| VORLIEGENDER TEXT |
- Je größer der Reifen, desto größer kann die zu reparierende Stelle sein. - Die Kosten für eine Reparatur belaufen sich je nach Schadensbild auf 300 bis 400 Euro netto. - Reifen-Reparaturen dürfen nur von einem Fachmann durchgeführt werden.
Egal ob Grubberzinken, alte Eisenrohre oder angespitzte Wiesenpfähle, auf dem Acker findet sich vieles wieder: meistens als Piercing im Schlepperreifen. Besonders ärgerlich ist es, wenn der Schaden an neueren Reifen entsteht. Doch es gibt einen Lichtblick, denn ein Großteil der Schäden lässt sich reparieren. „Rund 80 Prozent aller entsorgten Reifen könnten aufgearbeitet oder repariert werden“, erzählt uns Irek Dombrowski. Er arbeitet als Vulkaniseur- und Reifenmechanikermeister für die Unter-nehmen Tip Top Automotive, dem weltweit größten Hersteller von Reifenreparatursets und -werkzeugen, sowie für die SGS (Stahlgruber Gesellschafter Stiftung). Für beide Firmen ist er als Schulungsleiter tätig.
Für Geldbeutel und Umwelt
Je nach Größe des Reifens benötigt man für die Herstellung bis zu 150 l Rohöl. Außerdem ist die Anschaffung neuer Reifen kein Pappenstiel. Schnell fallen bis zu 2 000 Euro für einen Reifen der Größe 650/65 R 38 an. Des Weiteren kommen die Kosten für die Entsorgung der Altreifen hinzu. Diese liegen bei gut vier Euro pro Zoll Felgendurchmesser. Bei einem 38-Zoll-Reifen sind es also 152 Euro. Müssen aufgrund der unterschiedlichen Abnutzung sogar beide Reifen erneuert und entsorgt werden, hat das Malheur teure Folgen. Die Reparatur eines Reifens ist vergleichsweise günstig: In den meisten Fällen repariert die Fachwerkstatt stark beschädigte Reifen für gut 300 bis 400 Euro.
Reifenreparatur: Was ist möglich?
Generell können die Fachleute Beschädigungen in allen Bereichen des Reifens, also Lauffläche, Schulter und Flanke instand setzen. Entscheidender ist die Größe und Form des Schadens: Hierzu gibt es Tabellen, die die größtmögliche Reparaturfläche in Abhängigkeit der Reifengröße vorgeben. Beispielsweise lassen sich Flankenschäden an einem 650/65 R 38er Reifen bis zu einer Größe von 17 cm in axialer Richtung (umlaufend zur Mittelachse) und 22 cm in radialer Richtung (im rechten Winkel zur Mittelachse) reparieren. Außerdem sind in der Tabelle die empfohlenen Größen der Reifenpflaster hinterlegt. Durch viele Lagen Aramid-Gewebe sorgen die Pflaster vorrangig für die Stabilität und bilden eine Gewebebrücke über der aufgefüllten Stelle.

| BEREITGESTELLTES MATERIAL |
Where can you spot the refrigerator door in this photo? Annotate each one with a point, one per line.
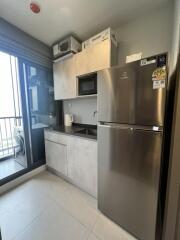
(128, 177)
(126, 95)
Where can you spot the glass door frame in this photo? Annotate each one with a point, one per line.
(26, 121)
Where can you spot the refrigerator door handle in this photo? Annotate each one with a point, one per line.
(131, 127)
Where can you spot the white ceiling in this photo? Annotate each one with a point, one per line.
(84, 18)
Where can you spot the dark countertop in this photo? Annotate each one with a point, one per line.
(75, 130)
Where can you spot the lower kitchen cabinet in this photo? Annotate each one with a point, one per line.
(56, 156)
(82, 164)
(73, 157)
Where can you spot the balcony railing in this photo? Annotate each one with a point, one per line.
(9, 127)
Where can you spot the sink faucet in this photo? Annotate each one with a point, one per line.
(94, 113)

| AUFGABENSTELLUNG |
Welche Entsorgungskosten nennt der Text über die Reparatur von Schlepperreifen für einen 38-Zoll-Reifen?

| LÖSUNG |
Die Entsorgung eines 38-Zoll-Reifens kostet 152 Euro.